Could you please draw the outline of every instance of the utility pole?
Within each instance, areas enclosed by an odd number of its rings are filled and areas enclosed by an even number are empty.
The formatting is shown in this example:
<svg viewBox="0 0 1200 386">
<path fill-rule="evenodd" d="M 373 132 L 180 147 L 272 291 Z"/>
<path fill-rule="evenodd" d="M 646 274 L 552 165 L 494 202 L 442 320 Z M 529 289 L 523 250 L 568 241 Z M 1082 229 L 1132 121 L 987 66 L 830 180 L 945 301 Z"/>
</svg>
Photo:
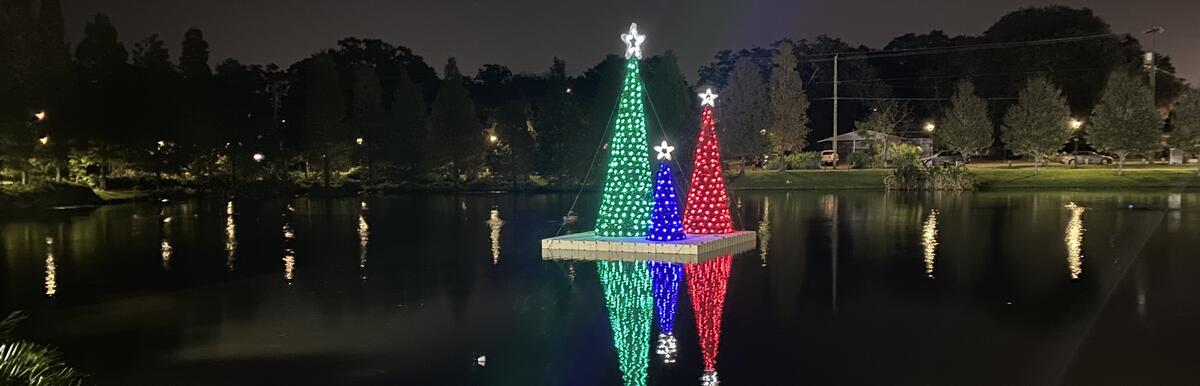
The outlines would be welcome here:
<svg viewBox="0 0 1200 386">
<path fill-rule="evenodd" d="M 841 161 L 841 156 L 838 155 L 838 55 L 833 54 L 833 170 L 837 170 L 838 161 Z"/>
<path fill-rule="evenodd" d="M 1158 94 L 1156 94 L 1158 90 L 1154 87 L 1155 80 L 1158 78 L 1158 63 L 1155 58 L 1155 52 L 1158 51 L 1158 34 L 1165 31 L 1166 29 L 1163 29 L 1163 27 L 1154 26 L 1144 32 L 1144 34 L 1150 35 L 1150 52 L 1146 53 L 1144 61 L 1150 69 L 1150 104 L 1155 109 L 1158 108 Z"/>
</svg>

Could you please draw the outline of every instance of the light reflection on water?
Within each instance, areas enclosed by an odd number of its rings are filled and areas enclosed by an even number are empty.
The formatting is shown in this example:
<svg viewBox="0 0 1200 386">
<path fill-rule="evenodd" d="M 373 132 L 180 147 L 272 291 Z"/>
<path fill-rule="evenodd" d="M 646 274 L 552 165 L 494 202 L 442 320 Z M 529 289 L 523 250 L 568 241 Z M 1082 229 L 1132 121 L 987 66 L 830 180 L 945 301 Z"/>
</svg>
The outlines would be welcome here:
<svg viewBox="0 0 1200 386">
<path fill-rule="evenodd" d="M 58 293 L 58 264 L 54 261 L 54 238 L 46 237 L 46 296 Z"/>
<path fill-rule="evenodd" d="M 367 280 L 367 243 L 371 241 L 371 226 L 367 224 L 367 203 L 359 204 L 358 212 L 358 269 L 359 277 Z"/>
<path fill-rule="evenodd" d="M 234 271 L 237 254 L 237 226 L 233 223 L 233 201 L 225 204 L 225 269 Z"/>
<path fill-rule="evenodd" d="M 1079 279 L 1083 274 L 1083 211 L 1084 208 L 1074 202 L 1066 205 L 1067 210 L 1071 212 L 1071 219 L 1067 221 L 1066 237 L 1067 244 L 1067 269 L 1071 272 L 1071 279 Z"/>
<path fill-rule="evenodd" d="M 487 224 L 491 230 L 488 239 L 492 242 L 492 265 L 500 264 L 500 228 L 504 227 L 504 220 L 500 219 L 499 209 L 492 209 Z"/>
<path fill-rule="evenodd" d="M 938 211 L 931 209 L 929 217 L 925 218 L 925 224 L 921 226 L 921 246 L 925 250 L 925 275 L 933 279 L 933 264 L 937 259 L 938 245 Z"/>
<path fill-rule="evenodd" d="M 1189 232 L 1200 226 L 1200 212 L 1196 211 L 1200 194 L 1195 193 L 1176 197 L 978 193 L 953 199 L 900 195 L 897 198 L 868 193 L 791 192 L 790 198 L 782 193 L 741 194 L 747 209 L 743 213 L 745 223 L 761 234 L 757 251 L 733 259 L 731 270 L 738 273 L 728 281 L 725 296 L 728 303 L 723 306 L 724 314 L 730 316 L 724 318 L 723 329 L 694 325 L 695 319 L 707 317 L 695 315 L 696 310 L 685 305 L 694 307 L 695 302 L 681 299 L 680 323 L 674 327 L 678 356 L 673 359 L 677 363 L 669 367 L 662 366 L 663 361 L 654 355 L 657 333 L 662 328 L 652 322 L 644 336 L 645 351 L 638 348 L 637 353 L 623 355 L 627 362 L 634 361 L 629 362 L 633 367 L 626 364 L 625 369 L 635 373 L 641 366 L 636 362 L 646 356 L 649 374 L 645 379 L 650 385 L 696 384 L 701 372 L 708 370 L 704 363 L 705 346 L 717 346 L 703 344 L 701 340 L 717 340 L 722 336 L 725 342 L 720 346 L 720 363 L 714 361 L 711 370 L 713 373 L 719 370 L 721 380 L 729 384 L 786 384 L 786 380 L 771 379 L 769 374 L 789 370 L 803 372 L 802 378 L 813 377 L 813 382 L 807 382 L 811 384 L 856 383 L 859 379 L 848 379 L 844 374 L 861 366 L 882 372 L 917 371 L 930 379 L 931 384 L 969 383 L 964 380 L 975 373 L 996 376 L 997 383 L 1003 384 L 1055 383 L 1039 382 L 1045 379 L 1028 373 L 993 373 L 990 367 L 971 363 L 959 363 L 963 370 L 958 373 L 966 373 L 961 377 L 946 375 L 946 371 L 957 374 L 950 370 L 924 372 L 883 363 L 887 361 L 849 366 L 843 364 L 851 363 L 853 355 L 839 350 L 845 347 L 864 352 L 882 345 L 911 345 L 902 355 L 889 350 L 879 354 L 882 359 L 897 362 L 903 362 L 909 355 L 919 355 L 943 362 L 973 356 L 992 363 L 1007 361 L 1013 366 L 1055 369 L 1077 366 L 1064 363 L 1095 363 L 1094 357 L 1083 356 L 1080 362 L 1052 358 L 1031 363 L 1019 355 L 1027 346 L 1005 340 L 952 349 L 944 349 L 944 344 L 951 340 L 970 341 L 970 337 L 1011 331 L 1020 326 L 1022 334 L 1047 346 L 1074 347 L 1078 342 L 1065 340 L 1054 331 L 1089 315 L 1078 310 L 1098 298 L 1099 294 L 1093 290 L 1098 284 L 1120 282 L 1123 271 L 1108 264 L 1111 250 L 1115 249 L 1109 246 L 1140 241 L 1127 239 L 1126 233 L 1142 224 L 1138 220 L 1157 214 L 1153 210 L 1159 207 L 1169 210 L 1160 232 L 1172 229 Z M 296 352 L 333 357 L 383 354 L 382 359 L 361 366 L 334 363 L 331 366 L 336 370 L 311 379 L 307 377 L 312 374 L 304 372 L 281 376 L 281 381 L 292 383 L 338 384 L 338 380 L 345 379 L 335 378 L 338 374 L 356 373 L 362 370 L 360 367 L 384 368 L 388 364 L 383 362 L 409 355 L 405 350 L 411 349 L 430 351 L 432 358 L 438 358 L 431 359 L 429 365 L 436 370 L 396 365 L 394 372 L 378 373 L 378 378 L 366 383 L 404 384 L 412 374 L 452 373 L 444 369 L 458 362 L 445 358 L 474 358 L 471 354 L 477 350 L 491 359 L 486 369 L 478 370 L 485 378 L 488 374 L 503 374 L 528 377 L 531 380 L 526 384 L 561 384 L 542 373 L 518 369 L 513 363 L 520 363 L 516 366 L 525 362 L 555 363 L 541 368 L 548 368 L 544 371 L 553 376 L 573 374 L 572 364 L 554 362 L 555 358 L 569 357 L 578 351 L 576 346 L 555 344 L 577 342 L 573 338 L 600 342 L 594 350 L 606 350 L 602 360 L 594 362 L 589 371 L 611 382 L 597 380 L 595 384 L 622 382 L 614 350 L 603 347 L 616 341 L 613 326 L 603 323 L 605 316 L 598 315 L 606 311 L 606 294 L 592 272 L 596 265 L 570 262 L 555 267 L 537 261 L 537 238 L 558 228 L 557 220 L 570 203 L 569 197 L 565 203 L 562 199 L 546 203 L 526 197 L 516 200 L 507 196 L 463 197 L 372 197 L 369 209 L 363 207 L 359 198 L 299 198 L 296 207 L 302 209 L 303 216 L 292 215 L 293 209 L 283 201 L 232 204 L 220 199 L 209 205 L 193 205 L 205 210 L 200 217 L 168 205 L 168 213 L 175 216 L 170 223 L 163 221 L 166 216 L 154 216 L 157 204 L 113 205 L 75 214 L 69 219 L 30 221 L 32 225 L 13 225 L 15 222 L 7 220 L 8 225 L 0 224 L 5 226 L 0 234 L 0 248 L 4 252 L 0 255 L 3 258 L 0 267 L 6 269 L 3 273 L 11 280 L 0 286 L 7 291 L 3 300 L 7 301 L 8 309 L 28 309 L 35 318 L 39 312 L 47 311 L 50 313 L 42 315 L 68 316 L 41 317 L 38 320 L 41 325 L 30 330 L 71 355 L 90 360 L 84 365 L 98 374 L 104 381 L 98 383 L 102 384 L 170 384 L 145 378 L 154 375 L 123 372 L 92 359 L 110 355 L 104 349 L 92 348 L 92 342 L 133 333 L 150 334 L 156 340 L 170 343 L 135 342 L 108 350 L 131 358 L 138 366 L 164 373 L 179 371 L 205 381 L 210 379 L 203 378 L 206 376 L 227 375 L 228 369 L 212 364 L 189 367 L 194 364 L 186 362 L 205 358 L 241 365 L 248 363 L 245 358 L 272 358 L 309 364 L 279 356 L 283 350 L 279 337 L 287 336 L 291 342 L 307 342 L 302 347 L 283 346 Z M 509 204 L 512 201 L 519 201 L 520 206 Z M 465 220 L 458 216 L 464 202 L 468 208 Z M 1130 203 L 1137 209 L 1126 209 Z M 1035 208 L 1035 205 L 1040 206 Z M 282 218 L 281 212 L 284 212 Z M 578 212 L 588 214 L 591 209 Z M 135 219 L 134 214 L 139 213 L 142 217 Z M 450 215 L 438 217 L 446 213 Z M 519 213 L 521 221 L 514 220 L 518 217 L 513 213 Z M 579 228 L 591 226 L 587 217 L 590 216 L 581 216 Z M 414 218 L 425 220 L 413 225 Z M 547 225 L 545 229 L 527 225 L 537 221 L 524 221 L 526 218 L 542 219 Z M 478 221 L 481 219 L 487 220 L 487 227 L 480 226 L 484 223 Z M 67 231 L 54 235 L 51 246 L 46 237 L 52 231 L 47 229 L 54 229 L 55 223 L 65 224 L 60 228 Z M 138 234 L 130 231 L 136 227 L 145 230 Z M 352 232 L 352 228 L 356 231 Z M 835 232 L 840 232 L 840 236 Z M 1088 236 L 1086 240 L 1084 233 Z M 501 239 L 502 258 L 509 268 L 487 269 L 499 261 Z M 163 241 L 174 256 L 169 273 L 159 267 Z M 1163 241 L 1149 244 L 1160 248 L 1155 252 L 1161 254 L 1149 259 L 1139 257 L 1138 261 L 1146 266 L 1130 270 L 1144 272 L 1137 280 L 1125 281 L 1131 284 L 1121 284 L 1129 288 L 1119 287 L 1112 297 L 1114 301 L 1099 303 L 1099 307 L 1107 307 L 1103 308 L 1105 315 L 1142 315 L 1142 320 L 1159 324 L 1156 326 L 1161 329 L 1159 332 L 1130 331 L 1130 340 L 1144 339 L 1153 344 L 1170 335 L 1167 332 L 1187 331 L 1178 329 L 1178 323 L 1172 319 L 1177 314 L 1171 307 L 1180 306 L 1185 299 L 1194 301 L 1190 299 L 1194 296 L 1182 294 L 1191 287 L 1181 279 L 1200 274 L 1200 270 L 1189 265 L 1188 260 L 1166 259 L 1168 255 L 1178 255 L 1180 250 L 1194 251 L 1197 244 L 1184 237 Z M 839 244 L 840 251 L 836 249 Z M 1065 248 L 1053 248 L 1056 245 Z M 369 286 L 360 283 L 354 272 L 355 266 L 366 265 L 368 248 L 376 253 L 371 256 Z M 224 272 L 223 265 L 233 261 L 231 249 L 237 251 L 236 273 Z M 1062 275 L 1064 249 L 1068 275 Z M 1082 275 L 1083 249 L 1087 249 L 1089 259 L 1088 276 Z M 397 253 L 406 250 L 416 252 Z M 840 260 L 835 262 L 837 253 Z M 392 258 L 393 255 L 396 257 Z M 282 273 L 280 260 L 275 260 L 280 257 L 284 263 Z M 297 267 L 298 257 L 305 258 L 300 267 Z M 759 269 L 766 258 L 770 264 Z M 917 259 L 922 263 L 917 263 Z M 1094 264 L 1098 261 L 1105 264 Z M 1169 274 L 1163 271 L 1167 262 L 1175 264 Z M 925 267 L 925 275 L 917 273 L 918 264 Z M 298 273 L 297 268 L 304 271 Z M 297 274 L 303 280 L 296 282 L 293 290 L 285 291 L 287 286 L 281 285 L 279 277 L 283 276 L 291 285 Z M 934 274 L 936 281 L 926 278 Z M 838 283 L 832 284 L 835 277 Z M 57 278 L 63 279 L 61 286 Z M 691 278 L 684 280 L 688 279 Z M 1137 284 L 1136 288 L 1132 283 Z M 686 284 L 681 281 L 680 285 Z M 837 305 L 840 313 L 833 312 L 828 301 L 834 293 L 843 294 Z M 392 295 L 399 298 L 387 299 Z M 55 299 L 47 302 L 46 296 Z M 694 295 L 679 291 L 679 296 Z M 81 304 L 90 308 L 76 307 Z M 134 312 L 147 304 L 155 305 L 155 314 L 160 316 L 151 318 Z M 195 310 L 210 305 L 221 307 L 208 314 L 211 318 L 190 317 Z M 97 307 L 111 312 L 94 312 Z M 869 311 L 894 308 L 929 312 L 892 313 L 886 317 L 894 319 L 903 330 L 891 334 L 876 332 L 873 326 L 881 316 Z M 948 315 L 953 315 L 953 325 L 947 323 Z M 1122 325 L 1105 321 L 1116 319 L 1105 315 L 1096 318 L 1097 331 Z M 600 324 L 588 323 L 596 316 L 600 317 Z M 326 318 L 339 318 L 344 326 L 318 328 L 308 324 Z M 654 320 L 653 315 L 649 318 Z M 489 321 L 479 322 L 484 319 Z M 827 327 L 829 320 L 836 320 L 838 327 Z M 103 328 L 89 328 L 93 324 Z M 494 339 L 478 331 L 487 330 L 479 328 L 480 325 L 493 324 L 516 327 L 508 330 L 512 332 L 505 337 Z M 803 328 L 790 328 L 796 326 Z M 933 329 L 930 326 L 940 326 L 936 330 L 937 334 L 945 335 L 945 340 L 939 340 L 943 348 L 914 344 L 907 338 L 930 336 Z M 180 331 L 197 329 L 220 329 L 221 333 L 171 339 Z M 160 330 L 163 332 L 156 332 Z M 412 332 L 417 330 L 436 331 L 447 338 L 437 344 L 421 343 L 422 334 Z M 762 339 L 763 331 L 768 331 L 768 339 Z M 636 332 L 642 336 L 640 328 Z M 360 334 L 369 338 L 359 339 Z M 81 336 L 85 339 L 80 339 Z M 816 338 L 820 336 L 829 338 Z M 1087 344 L 1099 344 L 1105 349 L 1122 346 L 1105 343 L 1112 339 L 1115 338 L 1105 337 L 1099 343 L 1089 340 Z M 525 343 L 513 343 L 518 340 Z M 520 351 L 514 347 L 520 347 Z M 708 351 L 713 358 L 717 357 L 717 350 Z M 1161 358 L 1160 352 L 1170 350 L 1151 351 L 1150 357 Z M 756 373 L 759 369 L 761 372 Z M 1172 369 L 1168 368 L 1168 372 Z M 204 372 L 211 374 L 198 374 Z M 864 384 L 889 383 L 872 375 L 862 377 L 864 381 L 860 383 Z M 1077 378 L 1078 375 L 1068 377 Z M 376 379 L 382 381 L 374 382 Z M 445 384 L 503 384 L 474 380 Z M 420 384 L 439 384 L 427 378 L 420 381 L 425 381 Z"/>
</svg>

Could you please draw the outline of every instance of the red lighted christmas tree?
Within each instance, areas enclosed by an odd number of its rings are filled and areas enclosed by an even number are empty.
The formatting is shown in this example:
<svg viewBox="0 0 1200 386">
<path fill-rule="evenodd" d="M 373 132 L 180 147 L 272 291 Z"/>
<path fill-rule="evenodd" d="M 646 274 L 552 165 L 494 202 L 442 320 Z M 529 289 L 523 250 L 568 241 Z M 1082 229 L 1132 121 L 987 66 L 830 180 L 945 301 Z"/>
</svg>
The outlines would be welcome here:
<svg viewBox="0 0 1200 386">
<path fill-rule="evenodd" d="M 712 89 L 700 94 L 700 137 L 696 140 L 695 164 L 691 188 L 683 213 L 683 230 L 688 234 L 721 234 L 733 232 L 729 216 L 729 196 L 725 192 L 725 176 L 721 168 L 721 145 L 717 141 L 717 123 L 713 107 L 717 94 Z"/>
</svg>

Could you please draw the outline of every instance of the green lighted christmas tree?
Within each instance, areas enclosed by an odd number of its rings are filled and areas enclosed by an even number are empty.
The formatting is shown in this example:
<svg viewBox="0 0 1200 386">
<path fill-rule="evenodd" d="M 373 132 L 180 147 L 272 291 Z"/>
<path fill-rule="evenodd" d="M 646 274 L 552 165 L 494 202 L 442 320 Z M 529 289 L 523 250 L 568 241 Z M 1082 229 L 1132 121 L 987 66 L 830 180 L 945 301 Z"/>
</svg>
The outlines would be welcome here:
<svg viewBox="0 0 1200 386">
<path fill-rule="evenodd" d="M 650 227 L 650 210 L 654 207 L 654 178 L 650 172 L 646 112 L 642 105 L 645 87 L 638 68 L 646 35 L 638 34 L 634 23 L 629 26 L 629 33 L 621 34 L 621 40 L 626 44 L 625 82 L 617 105 L 616 128 L 608 147 L 596 235 L 643 237 Z"/>
</svg>

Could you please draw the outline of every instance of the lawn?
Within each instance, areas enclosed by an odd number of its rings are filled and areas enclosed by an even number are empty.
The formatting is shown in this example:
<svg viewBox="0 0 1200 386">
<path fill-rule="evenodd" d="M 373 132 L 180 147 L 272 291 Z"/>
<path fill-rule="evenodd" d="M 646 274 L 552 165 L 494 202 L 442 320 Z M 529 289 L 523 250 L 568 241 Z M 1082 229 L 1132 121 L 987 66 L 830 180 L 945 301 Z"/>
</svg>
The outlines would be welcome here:
<svg viewBox="0 0 1200 386">
<path fill-rule="evenodd" d="M 738 190 L 844 190 L 883 189 L 883 176 L 889 170 L 790 170 L 747 171 L 741 177 L 730 177 Z M 1062 166 L 1032 167 L 972 167 L 981 190 L 1003 189 L 1142 189 L 1200 187 L 1194 167 L 1135 166 L 1118 176 L 1109 167 Z"/>
</svg>

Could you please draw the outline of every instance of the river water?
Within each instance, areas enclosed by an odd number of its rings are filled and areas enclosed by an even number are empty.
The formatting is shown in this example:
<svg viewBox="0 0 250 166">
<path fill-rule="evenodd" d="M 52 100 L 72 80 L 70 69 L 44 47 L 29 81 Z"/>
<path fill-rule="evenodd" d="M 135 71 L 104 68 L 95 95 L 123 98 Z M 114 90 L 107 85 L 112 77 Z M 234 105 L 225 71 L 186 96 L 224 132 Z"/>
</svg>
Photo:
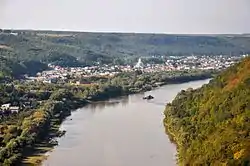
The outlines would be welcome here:
<svg viewBox="0 0 250 166">
<path fill-rule="evenodd" d="M 172 166 L 176 147 L 163 126 L 165 104 L 209 80 L 160 87 L 85 106 L 62 124 L 66 135 L 44 166 Z M 155 99 L 142 100 L 151 94 Z"/>
</svg>

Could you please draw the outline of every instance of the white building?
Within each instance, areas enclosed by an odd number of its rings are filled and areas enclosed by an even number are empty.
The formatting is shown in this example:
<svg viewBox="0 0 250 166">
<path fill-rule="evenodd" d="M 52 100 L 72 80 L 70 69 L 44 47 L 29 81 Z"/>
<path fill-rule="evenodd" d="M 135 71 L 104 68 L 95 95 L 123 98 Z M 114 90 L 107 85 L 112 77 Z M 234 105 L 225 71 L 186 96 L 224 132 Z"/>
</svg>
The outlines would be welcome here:
<svg viewBox="0 0 250 166">
<path fill-rule="evenodd" d="M 141 58 L 139 58 L 139 59 L 138 59 L 138 62 L 137 62 L 137 64 L 135 65 L 134 68 L 143 68 L 143 67 L 144 67 L 144 64 L 142 63 Z"/>
</svg>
┄┄┄┄┄┄┄┄┄┄
■ AIM OF THE TASK ■
If a line in the records contains "every", report it.

■ SOLUTION FOR THIS PROBLEM ■
Could you please draw the outline of every instance of the utility pole?
Could you please draw the outline of every instance of the light reflection on water?
Could you please draw the outline of every instance of the red lighted christmas tree?
Could you please draw the outline of every instance of the green lighted christmas tree?
Could you please draw the outline of every instance of the lawn?
Could you please draw the outline of every instance of the river water?
Could you please draw the outline of every instance of the white building?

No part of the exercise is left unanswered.